* SELECTION:
>>>>>
Given $5$ white balls, $8$ green balls and $7$ red balls in an urn. Find out the probability to draw a white ball and then a green one if the drawing is done consecutively and after drawing the ball is returned into the urn.
What I ended up with as an answer is $1/20$ by taking the chance for drawing a white ball and multiplying it by the chance to get a green ball and then dividing by two, since I only want the case where the white ball is first, which I assume is half the cases.
On
First you calculate the probability of getting a white ball. $$P(white)=\frac{Number\ of\ white\ balls}{Total\ number\ of\ balls} = \frac{5}{20}$$
Then the probability of getting a green ball is $$P(green)=\frac{Number\ of\ green\ balls}{Total\ number\ of\ balls} = \frac{8}{20}$$
Because you put the ball back in the urn all the probabilities are independant
Thus $$P(White\ then\ Green) = P(White)*P_{White}(Green) = P(White)*P(Green) = \frac{5*8}{20*20} = \frac{1}{10}$$
On
Total number of balls $= 20$. Probability of drawing a white ball $= 5/20.$ Now, the total number of balls is $19.$ Probability of drawing a green ball is $= 8/19.$
Thus, the required probability without replacement $= (5/20) * (8/19)$
and the required probability with replacement $= (5/20) * (8/20)$
There is no need to divide by $2$. You need to multiply the probability of drawing a white ball on the first draw by the probability of drawing a green ball on the second draw. Since the draws are independent and the first ball is replaced, the probability of drawing a green ball on the second draw given that a white ball was drawn on the first draw is just the probability of drawing a green ball from the urn. Hence, $$\Pr(\text{drawing white, then green}) = \Pr(W)\Pr(G \mid W) = \Pr(W)\Pr(G) = \frac{5}{20} \cdot \frac{8}{20} = \frac{1}{10}$$
<<<<<
Records from a dataset:
>>>>>
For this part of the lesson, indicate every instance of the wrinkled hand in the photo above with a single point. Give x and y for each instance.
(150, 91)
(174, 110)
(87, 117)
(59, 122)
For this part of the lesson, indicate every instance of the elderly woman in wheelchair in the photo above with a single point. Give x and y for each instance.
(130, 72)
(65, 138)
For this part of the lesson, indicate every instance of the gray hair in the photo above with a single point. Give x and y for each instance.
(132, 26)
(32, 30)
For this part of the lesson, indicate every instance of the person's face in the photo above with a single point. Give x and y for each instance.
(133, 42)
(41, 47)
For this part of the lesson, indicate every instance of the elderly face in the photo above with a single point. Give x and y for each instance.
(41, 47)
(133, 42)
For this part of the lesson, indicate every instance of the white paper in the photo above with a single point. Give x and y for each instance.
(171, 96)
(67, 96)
<<<<<
* SET OF TASKS:
1. Reproduce the passage of the urn probability thread above from "Given $5$ white" to "into the urn.".
2. According to the urn probability thread, why are the probabilities of the two draws independent?

* SOLUTION SET:
1.
Given $5$ white balls, $8$ green balls and $7$ red balls in an urn. Find out the probability to draw a white ball and then a green one if the drawing is done consecutively and after drawing the ball is returned into the urn.

2. The ball is put back in the urn after it is drawn.